## Tasks to carry out
1. Translate this sentence from the abdominal assessment answer key into Spanish: "Option D: Abdominal girth is unrelated to blood loss."
2. In the abdominal assessment answer key, shorten the paragraph that begins "Option B: To assess for GI tract bleeding" and keep its main facts.
3. Please extend the abdominal assessment answer key past its final line, in the same format.

16. Answer: B. Guaiac test
- Option B: To assess for GI tract bleeding when frank blood is absent, the nurse has two options: She can test for occult blood in vomitus, if present, or in stool – through guaiac (Hemoccult) test.
- Option A: A complete blood count does not provide immediate results and does not always immediately reflect blood loss.
- Option C: Changes in vital signs may be caused by factors other than blood loss.
- Option D: Abdominal girth is unrelated to blood loss.
17. Answer: D. Auscultation, percussion, and palpation
- Option D: Because percussion and palpation can affect bowel motility and thus bowel sounds, they should follow auscultation in abdominal assessment.
- Option A: Tympanic percussion, measurement of abdominal girth, and inspection are methods of assessing the abdomen.
- Option B: Assessing for distention, tenderness and discoloration around the umbilicus can indicate various bowel-related conditions, such as cholecystitis, appendicitis and peritonitis.
18. Answer: C. Normal bowel sounds
- Option C: High-pitched gurgles head over the right lower quadrant are normal bowel sounds.
- Option A: Hyperactive sounds indicate increased bowel motility.
- Option B: Two or three sounds per minute indicate decreased bowel motility.
- Option D: Abdominal cramping with hyperactive, high pitched tinkling bowel sounds can indicate a bowel obstruction.
19. Answer: C. Supine
- Option C: The supine position (also called the dorsal position), in which the patient lies on his back with his face upward, allows for easy access to the abdomen.

## Records provided
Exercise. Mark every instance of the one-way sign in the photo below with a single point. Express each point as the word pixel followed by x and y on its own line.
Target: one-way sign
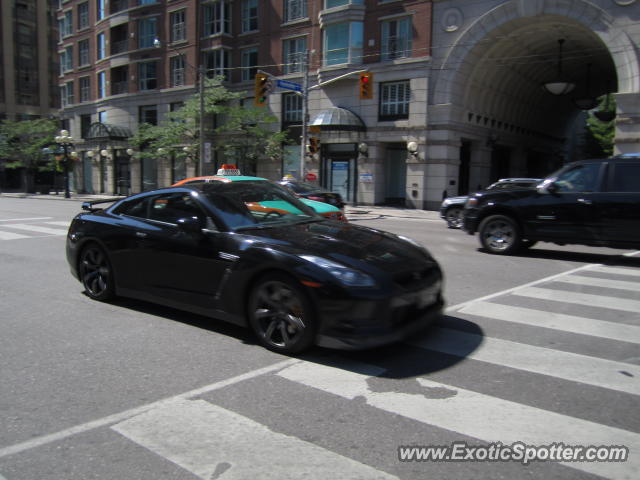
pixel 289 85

...

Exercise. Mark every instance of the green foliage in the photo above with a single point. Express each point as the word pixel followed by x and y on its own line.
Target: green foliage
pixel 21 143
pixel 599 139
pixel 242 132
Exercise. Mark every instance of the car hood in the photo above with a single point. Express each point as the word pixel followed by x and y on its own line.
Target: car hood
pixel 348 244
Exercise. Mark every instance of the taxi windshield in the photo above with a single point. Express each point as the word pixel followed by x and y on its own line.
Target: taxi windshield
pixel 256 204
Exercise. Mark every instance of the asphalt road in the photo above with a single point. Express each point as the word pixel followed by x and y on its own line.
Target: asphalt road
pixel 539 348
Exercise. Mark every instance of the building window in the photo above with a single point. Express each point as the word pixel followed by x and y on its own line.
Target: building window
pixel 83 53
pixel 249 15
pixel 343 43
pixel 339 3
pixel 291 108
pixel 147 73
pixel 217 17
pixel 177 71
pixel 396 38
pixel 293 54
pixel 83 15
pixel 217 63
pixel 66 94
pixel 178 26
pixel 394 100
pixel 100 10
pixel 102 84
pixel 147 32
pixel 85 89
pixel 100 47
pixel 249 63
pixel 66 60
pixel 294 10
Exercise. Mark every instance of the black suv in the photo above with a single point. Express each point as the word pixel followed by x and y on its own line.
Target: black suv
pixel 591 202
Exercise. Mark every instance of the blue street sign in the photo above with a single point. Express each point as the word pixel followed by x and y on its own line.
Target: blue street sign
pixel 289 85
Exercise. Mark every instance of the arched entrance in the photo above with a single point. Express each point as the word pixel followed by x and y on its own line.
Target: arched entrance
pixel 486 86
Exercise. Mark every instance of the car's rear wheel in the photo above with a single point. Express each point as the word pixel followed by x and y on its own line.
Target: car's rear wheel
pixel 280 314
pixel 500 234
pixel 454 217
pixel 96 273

## Answers to the exercises
1. Opción D: El perímetro abdominal no guarda relación con la pérdida de sangre.

2. Option B: When no frank blood is present, the nurse checks for GI tract bleeding by testing vomitus (if any) or stool for occult blood with a guaiac (Hemoccult) test.

3.
- Option A: In the prone position, the patient lies on his abdomen with his face turned to the side.
- Option B: In the Trendelenburg position, the head of the bed is tilted downward to 30 to 40 degrees so that the upper body is lower than the legs.
- Option D: In the lateral position, the patient lies on his side.
20. Answer: D. All of the above
- Option D: All of these positions are appropriate for a rectal examination. In the genupectoral (knee-chest) position, the patient kneels and rests his chest on the table, forming a 90-degree angle between the torso and upper legs. In Sims’ position, the patient lies on his left side with the left arm behind the body and his right leg flexed. In the horizontal recumbent position, the patient lies on his back with legs extended and hips rotated outward.
21. Answer: B. Standing
- Option B: During a Romberg test, which evaluates for sensory or cerebellar ataxia, the patient must stand with feet together and arms resting at the sides—first with eyes open, then with eyes closed. The need to move the feet apart to maintain this stance is an abnormal finding.
22. Answer: A. 54
- Option A: The pulse pressure is the difference between the systolic and diastolic blood pressure readings – in this case, 54.
23. Answer: D. Dehydration
- Option D: A slightly elevated temperature in the immediate preoperative or postoperative period may result from the lack of fluids before surgery rather than from infection.
- Option C: Anxiety will not cause an elevated temperature. Hypothermia is an abnormally low body temperature.
24 Answer D. All of the above
- Option D: The quality and efficiency of the respiratory process can be determined by appraising the rate, rhythm, depth, ease, sound, and symmetry of respirations.
25. Answer: D. Temperature and respiratory rate
- Option D: Under normal conditions, a healthy adult breathes in a smooth uninterrupted pattern 12 to 20 times a minute. Thus, a respiratory rate of 30 would be abnormal. A normal adult body temperature, as measured on an oral thermometer, ranges between 97° and 100°F (36.1° and 37.8°C); an axillary temperature is approximately one degree lower and a rectal temperature, one degree higher. Thus, an axillary temperature of 99.6°F (37.6°C) would be considered abnormal. The resting pulse rate in an adult ranges from 60 to 100 beats/minute, so a rate of 88 is normal.